#### [Quellenauszug]
==========
Ägypten blieb auch nach der Niederschlagung der Urabi-Bewegung besetzt. Es kam zur Britischen Herrschaft in Ägypten die bis 1922 währte. Die letzten britischen Truppen verließen Ägypten sogar erst nach dem Zweiten Weltkrieg. Allerdings vermied Gladstone eine offene britische Kolonialherrschaft und installierte mit Generalkonsul Evelyn Baring, dem späteren Lord Cromer einen Berater, der den Khediven lenkte.

In der Schlacht von Tel-el-Kebir wurde die ägyptische Armee vernichtend geschlagen. Am 20. Dezember 1882 wurde sie endgültig aufgelöst. Sie wurde nun unter dem Kommando eines britischen Oberbefehlshabers, des Sirdar, neu aufgebaut.
==========
#### [Aufgabenstellung]
Beantworten Sie anhand des Textes zur britischen Besetzung Ägyptens diese Fragen:
1. Bis zu welchem Jahr währte die britische Herrschaft in Ägypten?
2. Wen setzte Gladstone als Berater ein, der den Khediven lenkte?
3. An welchem Datum wurde die ägyptische Armee endgültig aufgelöst?
Das anschließende Material ist hierfür ohne Belang.

#### [Datenauszug]
==========
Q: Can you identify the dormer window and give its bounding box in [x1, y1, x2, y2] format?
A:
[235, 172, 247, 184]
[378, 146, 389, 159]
==========
#### [Lösung]
1. Bis 1922.
2. Generalkonsul Evelyn Baring, den späteren Lord Cromer.
3. Am 20. Dezember 1882.